保存データ一覧
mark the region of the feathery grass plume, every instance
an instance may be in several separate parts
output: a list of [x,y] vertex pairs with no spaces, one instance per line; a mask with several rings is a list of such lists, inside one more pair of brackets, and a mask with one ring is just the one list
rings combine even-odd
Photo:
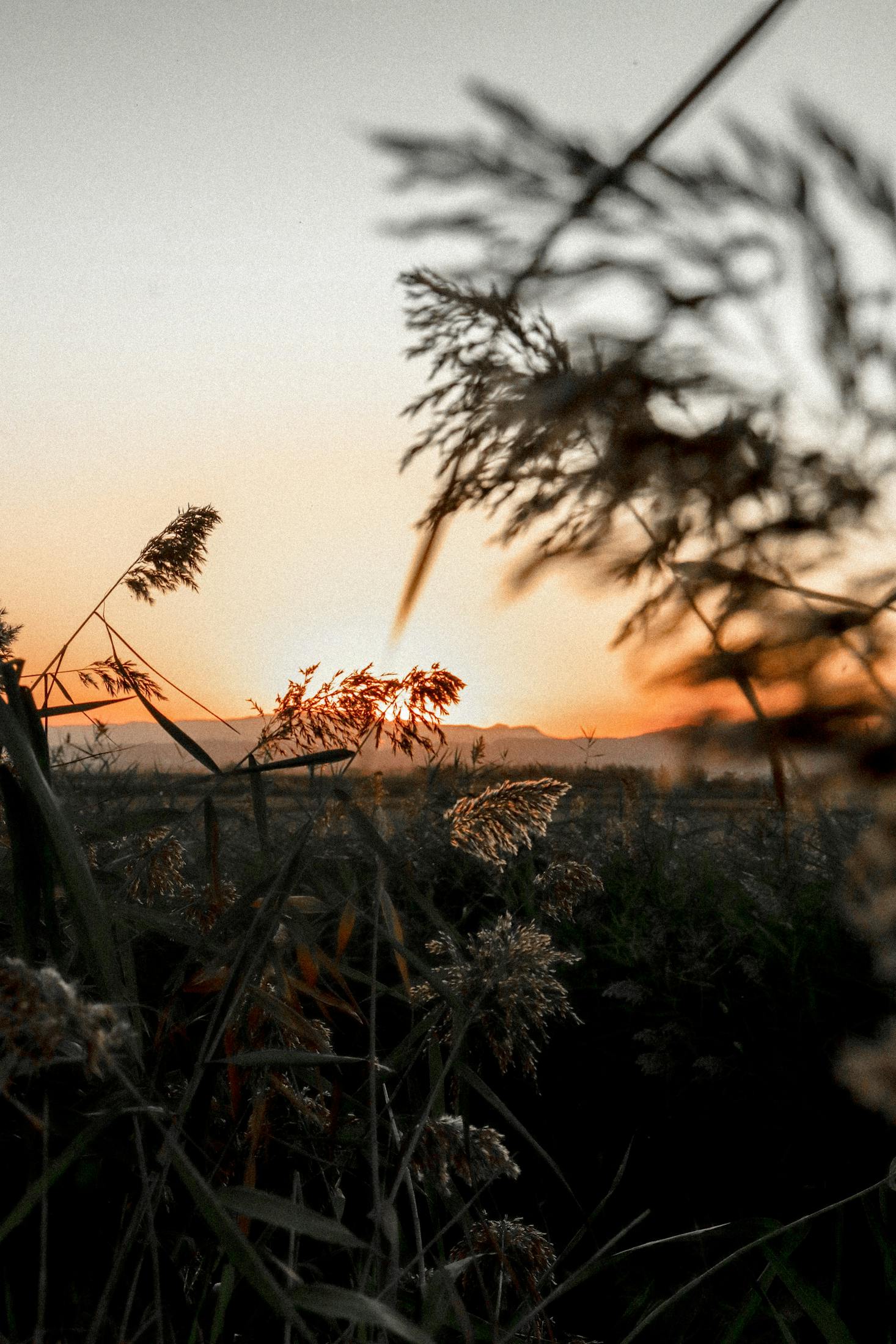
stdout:
[[469,1153],[463,1137],[461,1116],[439,1116],[423,1126],[418,1145],[411,1159],[411,1171],[424,1184],[434,1180],[445,1193],[451,1191],[451,1176],[467,1185],[493,1180],[496,1176],[520,1175],[520,1168],[510,1157],[504,1136],[489,1125],[469,1125]]
[[21,629],[20,625],[9,625],[5,620],[8,614],[5,606],[0,606],[0,659],[9,657],[16,634]]
[[372,737],[375,746],[386,739],[410,757],[415,746],[431,751],[433,738],[445,745],[441,720],[457,704],[463,681],[438,663],[412,668],[404,677],[377,676],[368,663],[356,672],[339,671],[312,691],[317,668],[302,668],[300,680],[277,698],[262,747],[282,754],[292,741],[298,750],[359,750]]
[[505,780],[470,798],[458,798],[445,813],[451,823],[451,844],[502,868],[520,845],[532,848],[543,836],[553,809],[568,793],[560,780]]
[[[548,1019],[579,1021],[556,973],[559,966],[579,961],[579,954],[560,952],[551,934],[540,933],[535,923],[517,923],[509,913],[492,927],[467,934],[463,952],[446,933],[426,946],[439,958],[441,980],[473,1013],[476,1030],[485,1036],[501,1073],[517,1059],[523,1071],[535,1078],[541,1043],[548,1039]],[[418,1004],[438,997],[429,981],[411,992],[411,1001]],[[455,1009],[449,1009],[435,1031],[450,1046],[461,1027]]]
[[588,863],[555,859],[535,879],[533,888],[548,919],[571,919],[583,900],[603,894],[603,882]]
[[224,910],[234,905],[238,894],[234,883],[226,878],[219,878],[218,883],[206,882],[199,888],[188,883],[184,888],[184,914],[203,933],[210,933]]
[[[547,1234],[521,1218],[485,1218],[473,1223],[465,1239],[451,1247],[449,1259],[463,1261],[472,1255],[480,1257],[478,1270],[488,1296],[485,1309],[496,1312],[500,1304],[501,1314],[516,1312],[523,1304],[540,1302],[543,1288],[552,1282],[551,1270],[557,1258]],[[465,1296],[478,1300],[482,1285],[476,1265],[467,1265],[458,1282]],[[531,1339],[551,1337],[540,1317],[529,1331]]]
[[118,659],[110,655],[107,659],[97,659],[90,667],[79,668],[78,680],[82,685],[94,689],[102,685],[107,695],[125,695],[128,691],[140,691],[148,700],[165,700],[157,681],[138,668],[130,659]]
[[157,900],[177,900],[192,892],[184,876],[184,847],[165,827],[149,831],[140,840],[137,856],[125,867],[128,895],[152,906]]
[[179,587],[197,589],[196,579],[206,562],[206,542],[220,523],[211,504],[177,509],[164,531],[150,536],[121,582],[134,597],[154,602],[153,593],[175,593]]
[[81,999],[52,966],[0,958],[0,1079],[51,1064],[83,1063],[102,1075],[130,1028],[111,1004]]
[[857,1102],[896,1125],[896,1020],[877,1040],[853,1040],[837,1062],[837,1078]]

__作業指示__.
一覧のうち、「several」という文字列を含む行をすべて抜き出すこと。

__出力結果__.
an instance may be in several separate parts
output: a list of [x,y] vertex pairs with no spaces, one instance per line; a mask with several rings is a list of such lists, inside one more pair of brackets, and a mask with one ring is just the one list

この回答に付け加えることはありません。